*Goal*: Copy every line of the listing below word for word, leaving nothing out.

*Dataset entries*:

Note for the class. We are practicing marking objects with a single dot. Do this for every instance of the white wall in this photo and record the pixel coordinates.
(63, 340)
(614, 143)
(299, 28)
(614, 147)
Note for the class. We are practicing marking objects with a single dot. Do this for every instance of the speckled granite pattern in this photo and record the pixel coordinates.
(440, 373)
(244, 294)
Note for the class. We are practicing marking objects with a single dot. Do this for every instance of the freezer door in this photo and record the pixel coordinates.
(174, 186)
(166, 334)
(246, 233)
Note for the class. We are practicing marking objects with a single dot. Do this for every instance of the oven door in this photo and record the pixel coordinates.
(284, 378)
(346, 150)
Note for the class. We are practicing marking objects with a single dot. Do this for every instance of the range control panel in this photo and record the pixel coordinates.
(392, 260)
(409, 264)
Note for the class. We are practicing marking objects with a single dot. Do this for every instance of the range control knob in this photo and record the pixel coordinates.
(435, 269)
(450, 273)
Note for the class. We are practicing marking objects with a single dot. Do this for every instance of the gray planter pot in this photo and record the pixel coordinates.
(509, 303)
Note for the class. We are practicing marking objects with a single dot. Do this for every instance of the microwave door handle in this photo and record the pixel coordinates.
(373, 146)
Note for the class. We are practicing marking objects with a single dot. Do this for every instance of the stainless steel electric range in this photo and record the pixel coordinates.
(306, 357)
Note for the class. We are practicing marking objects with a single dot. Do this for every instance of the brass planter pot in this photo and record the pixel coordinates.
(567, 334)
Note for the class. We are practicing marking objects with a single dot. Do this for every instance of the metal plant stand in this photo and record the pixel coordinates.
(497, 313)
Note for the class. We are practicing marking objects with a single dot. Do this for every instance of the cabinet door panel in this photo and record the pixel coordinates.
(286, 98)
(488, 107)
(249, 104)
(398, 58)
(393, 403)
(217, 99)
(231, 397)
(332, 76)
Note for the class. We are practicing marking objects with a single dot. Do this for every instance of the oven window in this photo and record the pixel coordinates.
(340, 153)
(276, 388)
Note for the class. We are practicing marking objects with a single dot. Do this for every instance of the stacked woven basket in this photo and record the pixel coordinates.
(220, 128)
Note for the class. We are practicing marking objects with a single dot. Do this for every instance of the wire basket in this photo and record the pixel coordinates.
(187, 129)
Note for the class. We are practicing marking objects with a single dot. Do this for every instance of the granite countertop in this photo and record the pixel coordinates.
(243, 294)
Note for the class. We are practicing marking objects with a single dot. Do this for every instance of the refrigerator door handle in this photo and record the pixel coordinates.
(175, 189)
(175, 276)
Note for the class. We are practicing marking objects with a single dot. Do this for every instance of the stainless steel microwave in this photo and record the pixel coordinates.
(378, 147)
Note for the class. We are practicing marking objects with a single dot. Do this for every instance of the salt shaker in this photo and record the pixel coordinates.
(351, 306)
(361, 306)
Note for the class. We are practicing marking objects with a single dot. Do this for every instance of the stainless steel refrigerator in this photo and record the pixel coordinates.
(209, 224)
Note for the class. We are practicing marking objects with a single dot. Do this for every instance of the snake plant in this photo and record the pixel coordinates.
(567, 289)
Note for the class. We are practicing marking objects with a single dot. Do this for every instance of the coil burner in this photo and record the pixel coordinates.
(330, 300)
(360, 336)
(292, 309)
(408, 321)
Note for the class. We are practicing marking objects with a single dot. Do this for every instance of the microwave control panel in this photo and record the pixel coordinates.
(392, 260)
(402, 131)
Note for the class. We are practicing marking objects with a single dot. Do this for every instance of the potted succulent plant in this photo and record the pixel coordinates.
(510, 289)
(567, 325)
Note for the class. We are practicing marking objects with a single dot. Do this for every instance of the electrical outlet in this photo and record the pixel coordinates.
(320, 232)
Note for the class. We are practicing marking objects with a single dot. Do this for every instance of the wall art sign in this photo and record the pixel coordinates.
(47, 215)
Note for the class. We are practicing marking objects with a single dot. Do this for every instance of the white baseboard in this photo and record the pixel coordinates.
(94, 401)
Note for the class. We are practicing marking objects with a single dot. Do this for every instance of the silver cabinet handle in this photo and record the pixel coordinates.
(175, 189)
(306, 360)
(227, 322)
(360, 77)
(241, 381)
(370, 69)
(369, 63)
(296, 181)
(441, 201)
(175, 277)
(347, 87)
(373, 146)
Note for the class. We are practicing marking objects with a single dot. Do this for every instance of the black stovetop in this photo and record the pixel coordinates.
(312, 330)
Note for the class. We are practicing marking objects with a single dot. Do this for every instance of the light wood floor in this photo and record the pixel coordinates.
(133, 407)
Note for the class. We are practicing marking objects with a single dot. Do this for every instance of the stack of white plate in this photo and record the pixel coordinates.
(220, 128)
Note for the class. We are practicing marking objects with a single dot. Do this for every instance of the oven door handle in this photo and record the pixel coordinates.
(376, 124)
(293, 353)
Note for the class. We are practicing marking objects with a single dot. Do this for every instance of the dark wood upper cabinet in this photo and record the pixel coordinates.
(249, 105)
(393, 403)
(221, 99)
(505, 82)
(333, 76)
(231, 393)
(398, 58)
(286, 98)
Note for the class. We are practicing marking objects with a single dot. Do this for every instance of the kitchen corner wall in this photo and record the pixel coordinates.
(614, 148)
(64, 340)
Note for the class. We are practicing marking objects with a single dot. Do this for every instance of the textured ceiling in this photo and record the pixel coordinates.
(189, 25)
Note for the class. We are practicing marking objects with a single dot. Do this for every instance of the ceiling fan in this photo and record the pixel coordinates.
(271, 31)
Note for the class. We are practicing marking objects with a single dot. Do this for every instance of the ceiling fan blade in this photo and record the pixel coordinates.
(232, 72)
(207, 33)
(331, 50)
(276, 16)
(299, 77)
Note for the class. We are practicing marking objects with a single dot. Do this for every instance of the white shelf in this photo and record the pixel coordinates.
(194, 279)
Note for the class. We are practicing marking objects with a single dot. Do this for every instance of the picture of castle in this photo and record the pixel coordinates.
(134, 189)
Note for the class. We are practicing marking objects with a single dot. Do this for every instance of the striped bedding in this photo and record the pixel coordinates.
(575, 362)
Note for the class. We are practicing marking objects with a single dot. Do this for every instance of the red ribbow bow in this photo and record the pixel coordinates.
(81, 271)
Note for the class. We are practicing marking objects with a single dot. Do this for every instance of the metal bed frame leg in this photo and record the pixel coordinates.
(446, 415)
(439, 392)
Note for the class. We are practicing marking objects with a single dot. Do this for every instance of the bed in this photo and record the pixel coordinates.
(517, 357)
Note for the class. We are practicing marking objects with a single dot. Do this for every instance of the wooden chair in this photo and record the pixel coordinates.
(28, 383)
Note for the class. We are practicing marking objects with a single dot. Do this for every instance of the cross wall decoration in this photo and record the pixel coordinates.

*Reply to the exercise*:
Note for the class. We are practicing marking objects with a single dot. Do this for every instance of the white wall in this photo and record the pixel coordinates.
(63, 340)
(614, 143)
(299, 28)
(614, 147)
Note for the class. We are practicing marking objects with a single dot. Do this for every instance of the speckled granite pattern in this photo and record the pixel coordinates.
(440, 373)
(244, 294)
Note for the class. We are practicing marking objects with a single dot. Do this for every instance of the freezer door in this photo and record the pixel coordinates.
(174, 186)
(166, 334)
(246, 233)
Note for the class. We are practicing marking objects with a single dot. Do this for every instance of the oven door in this photo and record the pixel coordinates.
(284, 378)
(346, 150)
Note for the class. We are practicing marking objects with a single dot. Do this for every instance of the range control panel in this photo and record the pixel coordinates.
(392, 260)
(409, 264)
Note for the class. We are practicing marking objects with a single dot. Do this for every instance of the range control knob in this photo and record the pixel coordinates.
(435, 269)
(450, 273)
Note for the class. We are practicing marking objects with a single dot. Do this for every instance of the gray planter pot in this photo and record the pixel coordinates.
(509, 303)
Note for the class. We are practicing marking objects with a single dot. Do this for every instance of the microwave door handle in this photo and record the pixel coordinates.
(373, 146)
Note for the class. We are practicing marking objects with a single dot. Do this for every instance of the stainless steel electric range in this photo and record the pixel coordinates.
(306, 357)
Note for the class. We are practicing marking objects with a single dot. Do this for every instance of the brass planter pot in this photo and record the pixel coordinates.
(567, 334)
Note for the class. We are practicing marking objects with a single dot. Do this for every instance of the metal plant stand in this photo and record the pixel coordinates.
(497, 313)
Note for the class. We are practicing marking objects with a single dot. Do this for every instance of the cabinet door panel in this photo and record the pixel coordinates.
(286, 98)
(488, 107)
(249, 104)
(398, 58)
(393, 403)
(217, 99)
(231, 397)
(332, 76)
Note for the class. We are practicing marking objects with a single dot. Do this for every instance of the oven window in this photo and record the pixel coordinates.
(340, 153)
(276, 388)
Note for the class. We are practicing marking objects with a single dot. Do this for every instance of the stacked woven basket in this photo and record the pixel coordinates.
(220, 128)
Note for the class. We are practicing marking objects with a single dot. Do this for every instance of the wire basket in this photo and record the pixel coordinates.
(187, 129)
Note for the class. We are practicing marking objects with a single dot. Do this for every instance of the granite countertop in this photo and record the pixel coordinates.
(243, 294)
Note for the class. We are practicing marking objects with a single dot. Do this for every instance of the refrigerator door handle in this photo and record the pixel coordinates.
(175, 189)
(175, 276)
Note for the class. We are practicing marking objects with a single dot. Do this for every instance of the stainless steel microwave in this photo and record the pixel coordinates.
(378, 147)
Note for the class. We are practicing marking objects with a single dot. Do this for every instance of the salt shaker in this photo and record the pixel coordinates.
(351, 306)
(361, 306)
Note for the class. We are practicing marking objects with a single dot. Do this for every instance of the stainless steel refrigerator in this photo and record the pixel coordinates.
(209, 224)
Note for the class. We are practicing marking objects with a single dot. Do this for every instance of the snake plant in this photo and record the pixel coordinates.
(567, 289)
Note for the class. We are practicing marking objects with a single dot. Do this for every instance of the coil burner in this photo and record the pixel coordinates.
(330, 300)
(360, 336)
(292, 309)
(408, 321)
Note for the class. We are practicing marking objects with a single dot. Do this for every instance of the microwave control panel in this photo and record the pixel coordinates.
(392, 260)
(402, 131)
Note for the class. We are practicing marking objects with a single dot. Do this for every instance of the potted succulent plant in this photo and record the pixel coordinates.
(510, 289)
(567, 325)
Note for the class. We are practicing marking objects with a single dot. Do this for every instance of the electrical outlet in this photo and record the pixel coordinates.
(320, 232)
Note for the class. We are practicing marking objects with a single dot. Do this for every instance of the wall art sign in this photo and record the pixel coordinates.
(47, 215)
Note for the class. We are practicing marking objects with a single dot. Do this for every instance of the white baseboard in this photo and record the pixel coordinates.
(94, 401)
Note for the class. We are practicing marking objects with a single dot. Do this for every instance of the silver cabinet handle in this photo and record the pixel coordinates.
(175, 189)
(306, 360)
(227, 322)
(360, 77)
(241, 381)
(370, 69)
(369, 63)
(296, 181)
(441, 201)
(175, 277)
(347, 87)
(373, 146)
Note for the class. We are practicing marking objects with a single dot. Do this for every instance of the black stovetop in this photo and record the pixel coordinates.
(312, 330)
Note for the class. We are practicing marking objects with a single dot. Do this for every instance of the light wood floor in this photo and record the pixel coordinates.
(133, 407)
Note for the class. We are practicing marking objects with a single dot. Do this for every instance of the stack of white plate in this photo and record the pixel coordinates.
(220, 128)
Note for the class. We are practicing marking objects with a single dot. Do this for every instance of the oven door handle in this photo and record the pixel coordinates.
(376, 124)
(293, 353)
Note for the class. We are practicing marking objects with a single dot. Do this for every instance of the dark wood upper cabinet in this photo and record the pixel coordinates.
(249, 105)
(393, 403)
(221, 99)
(505, 82)
(333, 76)
(231, 393)
(398, 58)
(286, 98)
Note for the class. We are practicing marking objects with a single dot. Do this for every instance of the kitchen corner wall in this photo and record the pixel coordinates.
(614, 148)
(64, 340)
Note for the class. We are practicing marking objects with a single dot. Do this for every instance of the textured ceiling in this photo and record the pixel coordinates.
(189, 25)
Note for the class. We are practicing marking objects with a single dot. Do this for every instance of the ceiling fan in this photo and record the pixel coordinates.
(271, 31)
Note for the class. We are practicing marking objects with a single dot. Do this for every instance of the ceiling fan blade in this photo and record the pixel coordinates.
(232, 72)
(207, 33)
(331, 50)
(276, 16)
(299, 77)
Note for the class. We are practicing marking objects with a single dot. Do this for every instance of the white shelf in this photo and record the pixel coordinates.
(194, 279)
Note for the class. We are practicing marking objects with a single dot. Do this for every instance of the picture of castle in this photo and record the pixel coordinates.
(134, 189)
Note for the class. We are practicing marking objects with a single dot. Do this for every instance of the striped bedding in this photo and record the pixel coordinates.
(575, 362)
Note for the class. We are practicing marking objects with a single dot. Do this for every instance of the red ribbow bow in this photo and record the pixel coordinates.
(81, 271)
Note for the class. We are practicing marking objects with a single dot. Do this for every instance of the metal bed frame leg in this photo and record the pixel coordinates.
(446, 415)
(439, 392)
Note for the class. We are practicing marking objects with a single dot. Do this for every instance of the bed in this photo and record the pixel coordinates.
(517, 357)
Note for the class. We are practicing marking objects with a single dot. Do this for every instance of the wooden chair in this photo and record the pixel coordinates.
(28, 383)
Note for the class. We are practicing marking objects with a single dot. Do this for every instance of the cross wall decoration in this photo and record the pixel coordinates.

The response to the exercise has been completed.